How many lines in the items below contain the word "blue"? Reply with only the number.

*Supplied entries*.
╭──
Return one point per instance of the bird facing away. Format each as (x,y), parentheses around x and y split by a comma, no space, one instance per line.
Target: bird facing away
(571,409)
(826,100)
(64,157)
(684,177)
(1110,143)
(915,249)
╰──
╭──
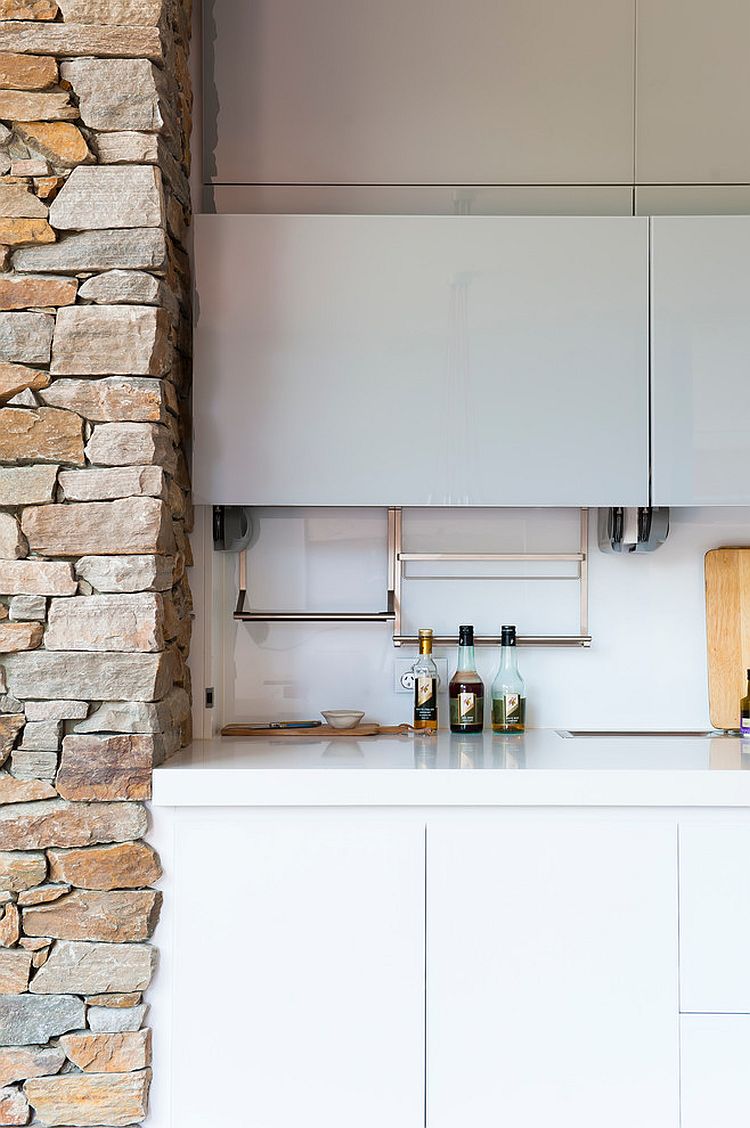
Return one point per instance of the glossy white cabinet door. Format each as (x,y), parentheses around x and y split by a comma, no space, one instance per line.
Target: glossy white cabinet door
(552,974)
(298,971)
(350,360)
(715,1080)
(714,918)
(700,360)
╰──
╭──
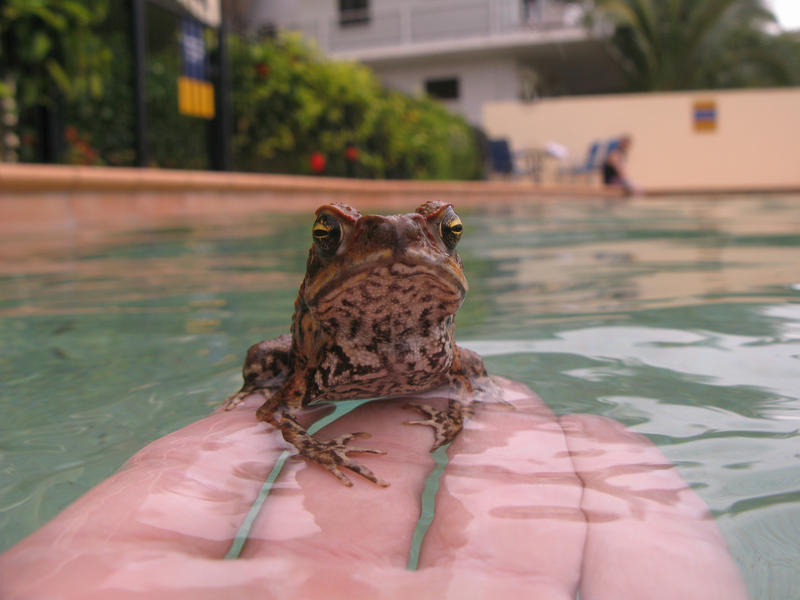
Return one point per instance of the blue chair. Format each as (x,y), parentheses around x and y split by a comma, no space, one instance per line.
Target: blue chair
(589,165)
╰──
*Correct output*.
2